_COMPITO BREVE A_: Riporta ogni riga dei record in cui compare la parola "jersey".

==== BRANO DA LEGGERE

In Europa invece il mancato appoggio alla Credit Suisse non è venuto da parte di tanti piccoli investitori, bensì dal suo azionista principale, ossia la Saudi National Bank. L’istituto mediorientale – che vede al proprio interno la partecipazione al 37% del fondo sovrano saudita – ha infatti annunciato che non investirà più nell’istituto elvetico nella maniera conosciuta finora. Anche in questo caso l’annuncio è conseguente all’aumento dei tassi di interesse voluto da Christine Lagarde, presidente della Banca Centrale Europea, che lo scorso 16 marzo ha reso pubblica la propria volontà di alzarli dal 3,50% al 3,75%, cosa poi realmente avvenuta. Ora, a differenza di quanto accaduto negli Usa, sarà la banca privata svizzera UBS ad assorbire l’istituto, scongiurando la sua chiusura definitiva.

Stretta di Fed e Bce: le banche italiane sono a rischio?

Intervistato dal Corriere della Sera sulla possibilità che questi tracolli – per ora isolati – possano contagiare altri soggetti, Antonio Patuelli (presidente dell’Associazione Bancaria Italiana) ha usato toni rassicuranti, ricordando come le nostre banche possano contare su una dose massiccia di investimenti in titoli di Stato (nell’ordine di circa 400 miliardi di euro) che producono riserve di liquidità.

Inoltre, il numero uno dell’Abi ha fatto riferimento alle obbligazioni sottoscritte con una scadenza lunghissima – di cui era piena, ad esempio, la Silicon Valley Bank – come lo strumento peggiore dal punto di vista della stabilità, poiché troppo esposti ai cambiamenti imposti dalle banche centrali per combattere l’inflazione in continua crescita. Anche su queste tipologie di prodotti, per fortuna, gli istituti italiani non hanno puntato nel corso degli ultimi anni, preferendo quelli con termini temporali più ristretti.

========

_COMPITO BREVE B_: Elenca tutte le percentuali citate nel brano sulla crisi bancaria.

==== RECORD MOSTRATI

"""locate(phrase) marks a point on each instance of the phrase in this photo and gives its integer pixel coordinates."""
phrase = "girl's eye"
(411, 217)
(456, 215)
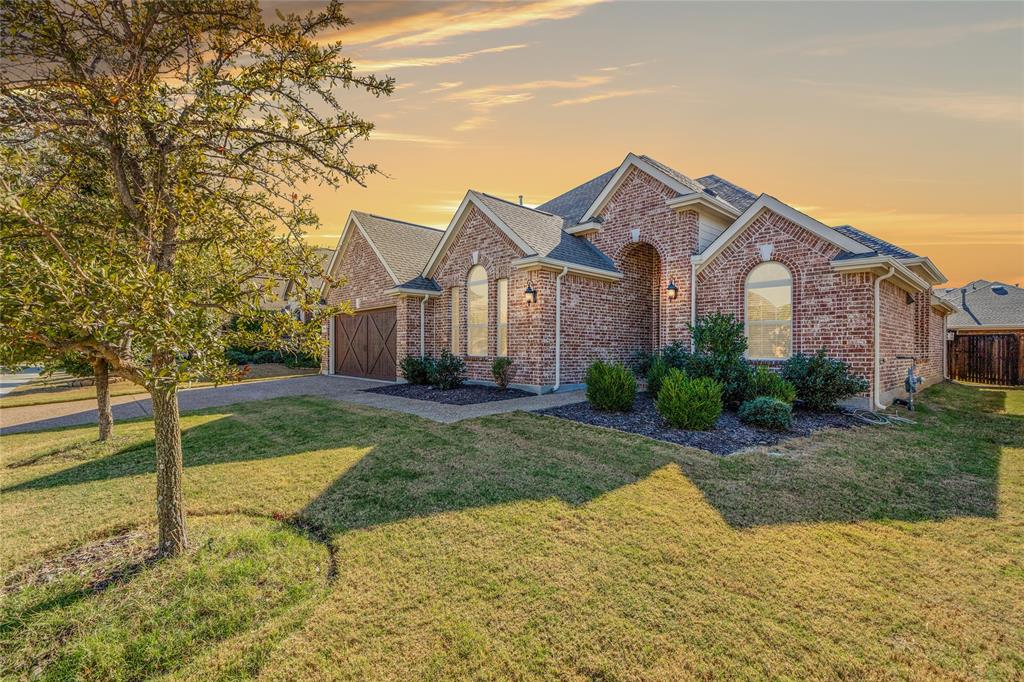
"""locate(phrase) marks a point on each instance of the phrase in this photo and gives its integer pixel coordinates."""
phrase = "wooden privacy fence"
(985, 358)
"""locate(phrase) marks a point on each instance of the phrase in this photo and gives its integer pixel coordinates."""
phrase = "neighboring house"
(283, 296)
(625, 262)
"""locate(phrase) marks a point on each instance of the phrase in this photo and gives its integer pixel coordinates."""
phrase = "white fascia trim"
(767, 203)
(409, 291)
(900, 271)
(934, 274)
(704, 200)
(456, 224)
(612, 184)
(591, 226)
(943, 304)
(553, 263)
(341, 243)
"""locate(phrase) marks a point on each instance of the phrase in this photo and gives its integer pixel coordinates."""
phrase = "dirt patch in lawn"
(462, 395)
(100, 562)
(729, 434)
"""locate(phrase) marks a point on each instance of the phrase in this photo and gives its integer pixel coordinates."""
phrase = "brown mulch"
(729, 433)
(468, 394)
(100, 563)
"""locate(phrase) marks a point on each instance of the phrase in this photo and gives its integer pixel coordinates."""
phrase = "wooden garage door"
(365, 344)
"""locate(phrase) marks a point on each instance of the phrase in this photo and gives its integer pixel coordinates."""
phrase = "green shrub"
(610, 386)
(764, 382)
(236, 356)
(689, 403)
(655, 375)
(767, 412)
(820, 381)
(449, 371)
(720, 344)
(501, 370)
(417, 370)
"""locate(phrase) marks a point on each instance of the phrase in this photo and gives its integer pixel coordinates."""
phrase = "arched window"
(476, 320)
(769, 311)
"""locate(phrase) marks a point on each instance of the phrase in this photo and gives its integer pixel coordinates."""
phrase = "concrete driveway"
(37, 418)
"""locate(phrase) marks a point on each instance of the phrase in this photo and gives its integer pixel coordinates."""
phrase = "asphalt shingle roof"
(543, 232)
(881, 247)
(738, 197)
(572, 204)
(982, 303)
(406, 247)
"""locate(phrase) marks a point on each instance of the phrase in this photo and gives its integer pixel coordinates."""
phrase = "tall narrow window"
(769, 312)
(456, 322)
(503, 316)
(476, 323)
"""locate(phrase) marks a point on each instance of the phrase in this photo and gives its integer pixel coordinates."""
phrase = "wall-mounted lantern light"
(529, 296)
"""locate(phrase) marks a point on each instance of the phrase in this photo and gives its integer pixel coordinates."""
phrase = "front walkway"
(37, 418)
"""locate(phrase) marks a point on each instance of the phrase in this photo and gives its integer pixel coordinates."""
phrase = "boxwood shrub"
(610, 386)
(767, 412)
(689, 403)
(764, 382)
(820, 381)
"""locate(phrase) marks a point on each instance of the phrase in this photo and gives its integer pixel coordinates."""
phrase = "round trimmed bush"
(655, 376)
(610, 386)
(689, 403)
(767, 413)
(766, 383)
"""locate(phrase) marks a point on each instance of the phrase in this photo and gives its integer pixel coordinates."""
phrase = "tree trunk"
(170, 505)
(100, 369)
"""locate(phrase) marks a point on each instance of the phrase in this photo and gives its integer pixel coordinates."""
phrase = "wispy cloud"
(417, 62)
(965, 104)
(599, 96)
(910, 38)
(413, 24)
(443, 85)
(390, 136)
(482, 100)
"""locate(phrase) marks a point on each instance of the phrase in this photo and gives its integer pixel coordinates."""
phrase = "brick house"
(624, 262)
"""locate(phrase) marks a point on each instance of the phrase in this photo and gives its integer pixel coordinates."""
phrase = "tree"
(205, 119)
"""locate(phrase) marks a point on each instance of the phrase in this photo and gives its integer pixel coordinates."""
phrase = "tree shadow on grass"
(945, 466)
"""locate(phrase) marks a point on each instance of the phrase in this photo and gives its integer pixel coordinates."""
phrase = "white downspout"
(693, 302)
(877, 382)
(558, 329)
(423, 316)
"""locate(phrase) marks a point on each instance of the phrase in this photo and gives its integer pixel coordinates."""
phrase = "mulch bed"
(729, 435)
(469, 394)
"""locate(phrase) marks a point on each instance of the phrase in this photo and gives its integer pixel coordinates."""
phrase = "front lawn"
(338, 541)
(65, 388)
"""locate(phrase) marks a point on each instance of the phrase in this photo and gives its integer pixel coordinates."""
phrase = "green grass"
(522, 546)
(65, 388)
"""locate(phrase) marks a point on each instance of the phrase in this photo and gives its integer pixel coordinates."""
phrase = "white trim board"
(767, 203)
(455, 225)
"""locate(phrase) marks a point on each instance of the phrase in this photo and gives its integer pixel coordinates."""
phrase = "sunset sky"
(903, 120)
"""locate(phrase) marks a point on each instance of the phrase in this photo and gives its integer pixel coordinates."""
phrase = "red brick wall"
(361, 278)
(829, 309)
(530, 327)
(639, 203)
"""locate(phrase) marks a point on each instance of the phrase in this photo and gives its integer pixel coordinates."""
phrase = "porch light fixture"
(529, 296)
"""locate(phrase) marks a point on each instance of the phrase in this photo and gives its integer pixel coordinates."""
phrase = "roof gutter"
(877, 380)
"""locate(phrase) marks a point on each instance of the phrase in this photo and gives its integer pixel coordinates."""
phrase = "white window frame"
(477, 328)
(456, 304)
(761, 323)
(503, 316)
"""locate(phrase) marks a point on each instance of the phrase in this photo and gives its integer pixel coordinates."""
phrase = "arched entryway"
(641, 296)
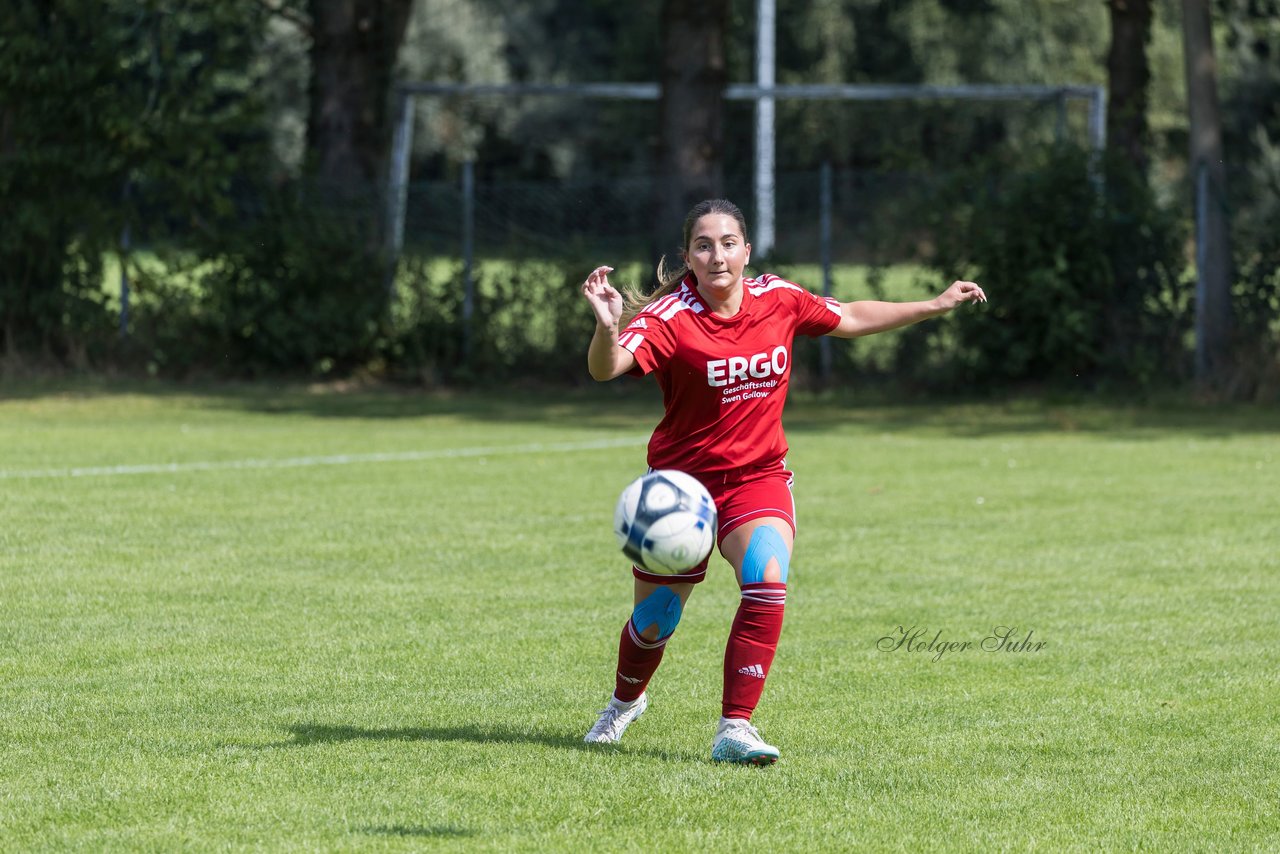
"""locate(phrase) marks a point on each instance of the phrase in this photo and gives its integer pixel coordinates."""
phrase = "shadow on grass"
(309, 734)
(417, 830)
(630, 405)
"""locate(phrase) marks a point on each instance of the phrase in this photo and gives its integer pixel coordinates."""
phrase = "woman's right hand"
(606, 301)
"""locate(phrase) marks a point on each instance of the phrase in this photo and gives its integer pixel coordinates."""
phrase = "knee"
(767, 557)
(657, 616)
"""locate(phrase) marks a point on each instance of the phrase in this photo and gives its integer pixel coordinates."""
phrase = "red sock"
(638, 660)
(752, 643)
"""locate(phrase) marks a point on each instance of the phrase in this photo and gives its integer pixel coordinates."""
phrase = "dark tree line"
(122, 114)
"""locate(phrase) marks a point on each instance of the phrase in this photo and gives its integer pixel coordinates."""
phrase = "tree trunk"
(1208, 178)
(691, 126)
(1128, 78)
(353, 51)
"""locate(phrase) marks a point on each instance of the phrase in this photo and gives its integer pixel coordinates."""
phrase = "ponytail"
(668, 279)
(671, 275)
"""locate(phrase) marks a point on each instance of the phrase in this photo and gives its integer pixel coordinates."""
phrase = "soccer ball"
(666, 521)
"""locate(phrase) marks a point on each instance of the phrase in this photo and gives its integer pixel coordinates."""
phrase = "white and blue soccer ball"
(666, 521)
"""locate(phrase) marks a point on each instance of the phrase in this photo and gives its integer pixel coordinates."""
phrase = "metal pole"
(824, 206)
(1201, 264)
(469, 217)
(397, 186)
(764, 141)
(124, 282)
(1097, 135)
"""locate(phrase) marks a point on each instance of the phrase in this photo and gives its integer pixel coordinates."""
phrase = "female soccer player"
(721, 346)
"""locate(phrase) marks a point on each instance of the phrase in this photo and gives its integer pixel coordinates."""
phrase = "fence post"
(469, 217)
(397, 186)
(824, 208)
(764, 138)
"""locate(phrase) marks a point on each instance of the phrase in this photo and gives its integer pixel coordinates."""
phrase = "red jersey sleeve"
(650, 339)
(816, 315)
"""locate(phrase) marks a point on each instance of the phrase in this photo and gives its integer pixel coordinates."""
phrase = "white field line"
(338, 460)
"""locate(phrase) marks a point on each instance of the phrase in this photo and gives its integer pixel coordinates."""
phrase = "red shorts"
(740, 496)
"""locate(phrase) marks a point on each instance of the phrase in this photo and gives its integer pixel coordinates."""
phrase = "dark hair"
(671, 277)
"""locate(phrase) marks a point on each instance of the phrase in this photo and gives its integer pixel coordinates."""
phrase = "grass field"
(287, 619)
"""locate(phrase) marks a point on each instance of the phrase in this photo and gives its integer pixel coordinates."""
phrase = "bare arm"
(604, 357)
(868, 316)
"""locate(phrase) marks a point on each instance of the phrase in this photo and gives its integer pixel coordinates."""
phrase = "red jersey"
(723, 379)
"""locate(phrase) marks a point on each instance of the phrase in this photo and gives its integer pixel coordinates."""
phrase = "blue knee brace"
(662, 608)
(766, 544)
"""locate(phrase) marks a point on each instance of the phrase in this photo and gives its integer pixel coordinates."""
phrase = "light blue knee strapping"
(766, 543)
(661, 607)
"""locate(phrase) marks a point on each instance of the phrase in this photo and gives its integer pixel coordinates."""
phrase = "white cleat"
(739, 741)
(615, 718)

========

_SOLUZIONE A_:
phrase = "red jersey sleeve"
phrase = "red jersey"

_SOLUZIONE B_: 37%, 3,50%, 3,75%